Provide an exact reproduction of every entry.

DATA TO USE: Begin

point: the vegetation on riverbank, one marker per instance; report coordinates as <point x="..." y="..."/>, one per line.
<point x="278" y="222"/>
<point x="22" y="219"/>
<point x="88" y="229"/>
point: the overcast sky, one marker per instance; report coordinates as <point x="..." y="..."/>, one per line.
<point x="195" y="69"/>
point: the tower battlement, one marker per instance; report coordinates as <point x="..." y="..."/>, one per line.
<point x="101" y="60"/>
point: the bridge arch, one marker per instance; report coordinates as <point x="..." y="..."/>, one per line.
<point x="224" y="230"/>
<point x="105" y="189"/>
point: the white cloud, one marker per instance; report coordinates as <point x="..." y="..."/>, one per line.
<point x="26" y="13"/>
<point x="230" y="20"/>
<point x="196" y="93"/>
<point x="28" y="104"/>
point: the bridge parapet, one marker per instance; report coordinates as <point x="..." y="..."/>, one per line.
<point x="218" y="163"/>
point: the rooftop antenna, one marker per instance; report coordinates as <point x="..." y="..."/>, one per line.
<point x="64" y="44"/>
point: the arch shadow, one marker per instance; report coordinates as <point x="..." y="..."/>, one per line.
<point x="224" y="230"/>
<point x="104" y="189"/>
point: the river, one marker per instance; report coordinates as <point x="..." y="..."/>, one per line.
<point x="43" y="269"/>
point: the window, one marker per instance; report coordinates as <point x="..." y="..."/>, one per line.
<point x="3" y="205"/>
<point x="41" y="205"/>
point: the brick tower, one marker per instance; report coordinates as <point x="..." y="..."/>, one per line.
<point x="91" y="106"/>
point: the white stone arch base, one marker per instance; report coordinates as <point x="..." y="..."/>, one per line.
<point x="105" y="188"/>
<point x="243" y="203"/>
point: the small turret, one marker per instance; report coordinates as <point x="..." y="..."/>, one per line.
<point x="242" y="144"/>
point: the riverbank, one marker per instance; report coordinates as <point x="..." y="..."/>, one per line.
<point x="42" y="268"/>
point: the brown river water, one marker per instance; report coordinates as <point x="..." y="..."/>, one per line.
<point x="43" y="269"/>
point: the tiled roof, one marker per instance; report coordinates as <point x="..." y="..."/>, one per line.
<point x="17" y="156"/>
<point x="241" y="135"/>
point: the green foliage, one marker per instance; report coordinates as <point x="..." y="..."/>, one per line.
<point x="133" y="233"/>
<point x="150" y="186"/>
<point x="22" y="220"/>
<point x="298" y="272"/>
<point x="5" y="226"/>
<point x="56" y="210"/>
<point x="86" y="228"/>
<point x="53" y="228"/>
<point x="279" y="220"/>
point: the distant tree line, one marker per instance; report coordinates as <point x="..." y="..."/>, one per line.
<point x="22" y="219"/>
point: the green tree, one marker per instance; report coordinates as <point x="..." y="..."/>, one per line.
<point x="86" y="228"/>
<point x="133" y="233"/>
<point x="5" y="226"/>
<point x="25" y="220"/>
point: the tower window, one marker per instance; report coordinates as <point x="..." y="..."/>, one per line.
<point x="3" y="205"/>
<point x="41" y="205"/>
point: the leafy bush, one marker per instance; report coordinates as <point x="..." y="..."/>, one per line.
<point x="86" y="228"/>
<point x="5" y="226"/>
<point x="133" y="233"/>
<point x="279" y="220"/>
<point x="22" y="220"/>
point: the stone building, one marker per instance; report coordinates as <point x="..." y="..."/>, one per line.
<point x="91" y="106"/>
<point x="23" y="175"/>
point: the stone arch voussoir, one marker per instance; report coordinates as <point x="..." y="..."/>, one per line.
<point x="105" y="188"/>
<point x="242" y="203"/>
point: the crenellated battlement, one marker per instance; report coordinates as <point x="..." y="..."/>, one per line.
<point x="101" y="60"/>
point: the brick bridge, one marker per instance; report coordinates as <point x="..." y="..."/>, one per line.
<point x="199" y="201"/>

DATA TO USE: End

* [EXERCISE RESULT]:
point: the vegetation on riverbank, one marker per instance; report coordinates as <point x="..." y="..."/>, one per line.
<point x="278" y="222"/>
<point x="22" y="219"/>
<point x="88" y="229"/>
point: the overcast sky, one marker per instance; report coordinates as <point x="..." y="..."/>, one per line.
<point x="195" y="69"/>
point: the tower battlement, one marker per instance; report coordinates as <point x="..." y="..."/>, one per line.
<point x="101" y="60"/>
point: the bridge arch, one marker per instance; report coordinates as <point x="..." y="..."/>, one per line.
<point x="224" y="230"/>
<point x="105" y="189"/>
point: the white cloud, one marker per instance; report coordinates as <point x="..." y="..."/>, one per line.
<point x="26" y="13"/>
<point x="230" y="20"/>
<point x="196" y="93"/>
<point x="28" y="104"/>
point: the bridge parapet, one marker per instance; report coordinates as <point x="..." y="..."/>, one per line.
<point x="218" y="163"/>
point: the rooftop antenna, one marker per instance; report coordinates as <point x="..." y="..."/>, one per line.
<point x="64" y="44"/>
point: the arch shadow, one marker per instance; report coordinates as <point x="..." y="..."/>, one per line.
<point x="224" y="230"/>
<point x="104" y="189"/>
point: the river, one marker per instance; report coordinates as <point x="..." y="..."/>, one per line.
<point x="43" y="269"/>
point: the window, one marker per instance; report coordinates as <point x="..." y="..."/>, one per line.
<point x="3" y="205"/>
<point x="41" y="205"/>
point: the brick tower, one marker per instance; report coordinates as <point x="..." y="..."/>, one per line.
<point x="91" y="106"/>
point: the white stone arch base, one marker per instance; report coordinates as <point x="..." y="..."/>, one per line.
<point x="105" y="188"/>
<point x="243" y="203"/>
point: the small turret, one marker per instance; report coordinates as <point x="..." y="..."/>, one per line.
<point x="242" y="144"/>
point: the riverbank, one marker per instance; report coordinates as <point x="..." y="..."/>, one per line.
<point x="42" y="268"/>
point: the brown river water, one marker per instance; report coordinates as <point x="..." y="..."/>, one per line.
<point x="43" y="269"/>
point: the tiled roof, one marker per instance; report coordinates as <point x="..." y="..."/>, one per line.
<point x="17" y="156"/>
<point x="241" y="135"/>
point: the green foliage, one marker per instance; report coordinates as <point x="..." y="..."/>, one per line.
<point x="133" y="233"/>
<point x="150" y="186"/>
<point x="22" y="220"/>
<point x="298" y="272"/>
<point x="5" y="226"/>
<point x="56" y="210"/>
<point x="86" y="228"/>
<point x="53" y="228"/>
<point x="279" y="220"/>
point: the distant tree line, one marker per instance; report coordinates as <point x="..." y="..."/>, one per line.
<point x="22" y="219"/>
point: the green tree, one marker per instance; report coordinates as <point x="..." y="..."/>, one per line.
<point x="86" y="228"/>
<point x="133" y="233"/>
<point x="5" y="226"/>
<point x="25" y="220"/>
point: the tower window, one marker per instance; report coordinates as <point x="..." y="..."/>, one per line.
<point x="3" y="205"/>
<point x="41" y="205"/>
point: the leafy bush, one marker per instance; report coordinates as <point x="..." y="..."/>, one per line.
<point x="86" y="228"/>
<point x="5" y="226"/>
<point x="133" y="233"/>
<point x="279" y="220"/>
<point x="22" y="220"/>
point: the stone building, one marker per instance; report coordinates as <point x="..." y="..."/>, one per line.
<point x="91" y="106"/>
<point x="23" y="175"/>
point: the stone arch voussoir, one marker per instance; report coordinates as <point x="..." y="..."/>, one per line.
<point x="105" y="188"/>
<point x="242" y="203"/>
point: the crenellated battlement, one marker per instance; report coordinates as <point x="..." y="..."/>, one per line.
<point x="101" y="60"/>
point: the brick bridge, one marker per instance; report coordinates as <point x="..." y="..."/>, one per line.
<point x="199" y="201"/>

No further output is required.